---------- Data for the task
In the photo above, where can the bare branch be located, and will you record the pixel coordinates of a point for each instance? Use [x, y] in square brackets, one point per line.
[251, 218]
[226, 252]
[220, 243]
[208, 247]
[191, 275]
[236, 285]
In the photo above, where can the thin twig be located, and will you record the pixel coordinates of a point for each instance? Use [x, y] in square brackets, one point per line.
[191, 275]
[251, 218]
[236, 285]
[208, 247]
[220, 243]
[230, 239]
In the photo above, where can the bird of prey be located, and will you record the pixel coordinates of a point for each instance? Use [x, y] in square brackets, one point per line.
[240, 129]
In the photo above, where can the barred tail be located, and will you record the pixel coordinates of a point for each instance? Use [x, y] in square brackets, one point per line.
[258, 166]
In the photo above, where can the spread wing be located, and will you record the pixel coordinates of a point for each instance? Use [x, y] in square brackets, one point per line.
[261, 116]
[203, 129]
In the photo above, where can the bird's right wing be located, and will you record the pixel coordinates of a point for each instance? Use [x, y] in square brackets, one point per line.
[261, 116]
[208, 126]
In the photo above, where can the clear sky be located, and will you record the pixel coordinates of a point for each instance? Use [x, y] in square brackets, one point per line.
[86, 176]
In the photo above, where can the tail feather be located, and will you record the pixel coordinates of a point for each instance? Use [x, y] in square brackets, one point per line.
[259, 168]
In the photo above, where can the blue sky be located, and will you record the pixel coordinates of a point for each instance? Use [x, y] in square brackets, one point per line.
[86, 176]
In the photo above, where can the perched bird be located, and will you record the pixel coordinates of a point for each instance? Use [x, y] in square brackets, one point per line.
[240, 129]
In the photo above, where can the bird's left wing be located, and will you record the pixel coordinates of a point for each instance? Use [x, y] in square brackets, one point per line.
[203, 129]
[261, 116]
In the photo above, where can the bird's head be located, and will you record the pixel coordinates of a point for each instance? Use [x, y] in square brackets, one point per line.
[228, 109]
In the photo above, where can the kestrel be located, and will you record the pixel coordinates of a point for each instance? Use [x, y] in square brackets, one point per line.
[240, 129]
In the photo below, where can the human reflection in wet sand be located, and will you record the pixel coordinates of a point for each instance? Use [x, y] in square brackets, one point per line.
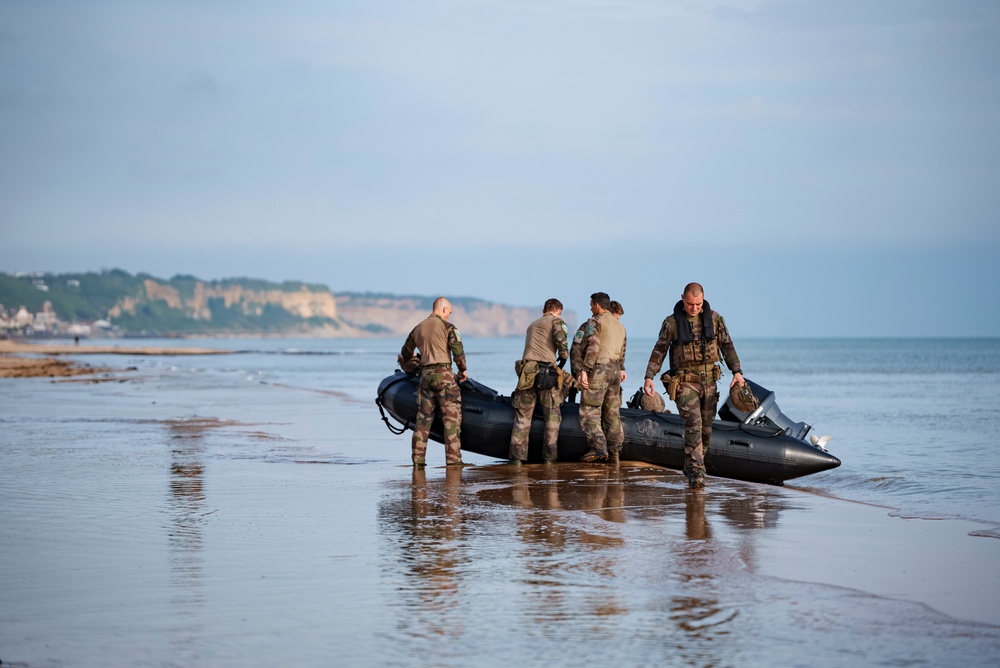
--------------------
> Work instructions: Retype the data word for word and keep the pictures out of it.

> Your response:
In the photo above, where can the bare branch be located, and will you record the pixel coordinates of a point for each instance? Use [x, y] in square brackets, one point per line.
[251, 218]
[226, 252]
[220, 243]
[208, 247]
[191, 275]
[236, 285]
In the photo above, where can the thin twig be located, and will you record the pixel coordinates of a point for each instance? Use [x, y] in square brackets, one point per line.
[191, 275]
[251, 218]
[236, 285]
[208, 247]
[220, 243]
[230, 239]
In the photo above, where can the bird of prey be located, and will you record the pixel coordinates of a point for each instance? Use [x, y] in square brackets, one point per line.
[240, 129]
In the photo above, where can the barred tail be located, and will you record the pixel coordinates of a point for each instance? Use [x, y] in square brackets, one point per line.
[258, 166]
In the photo above, where can the spread wing be located, and will you record the pixel coordinates of a point for each instance? Use [x, y] in square brackets, one point per line.
[261, 116]
[203, 129]
In the photo above, where can the bird's right wing be located, and will you record the pixel coordinates of a point for each instance? Use [x, y] in square brackets, one point per line.
[261, 116]
[208, 126]
In the photo above, where can the clear sky be located, and will you record the pixel coordinates of a point for each instance? Use [x, y] in square brackets, one point per line.
[86, 176]
In the photo above, where can the tail feather be located, and will you record the pixel coordinates of a point for each instance? Use [x, y] in square brackets, one point per line.
[259, 168]
In the photo above, where can the blue sky be located, and will you record the pixel coordinates of a point for each instance? Use [x, y] in square brackets, one point per line.
[86, 176]
In the photo above, where can the perched bird be located, and will you record the pixel coordinates of a point for each instance? Use [x, y] in square brackets, one point per line.
[240, 129]
In the photo above, where can the bird's left wing be located, and will you record the pixel coordinates of a point for each instance? Use [x, y] in square brackets, one point per line.
[203, 129]
[261, 116]
In the photo above, where can the bird's head be located, and will you record the pixel coordinates of a point for each instance? Use [x, y] in square brackets, one point per line.
[228, 109]
In the photo above, where can the kestrel be located, and will you record the pixel coordinates of a point for each instance? Use [x, y] in square brackets, one point per line.
[240, 129]
In the photo below, where can the human reflection in wet sand be located, and will you record the pixel coordinates of a point for each instance? Use [x, y] in square brackets, one point per line.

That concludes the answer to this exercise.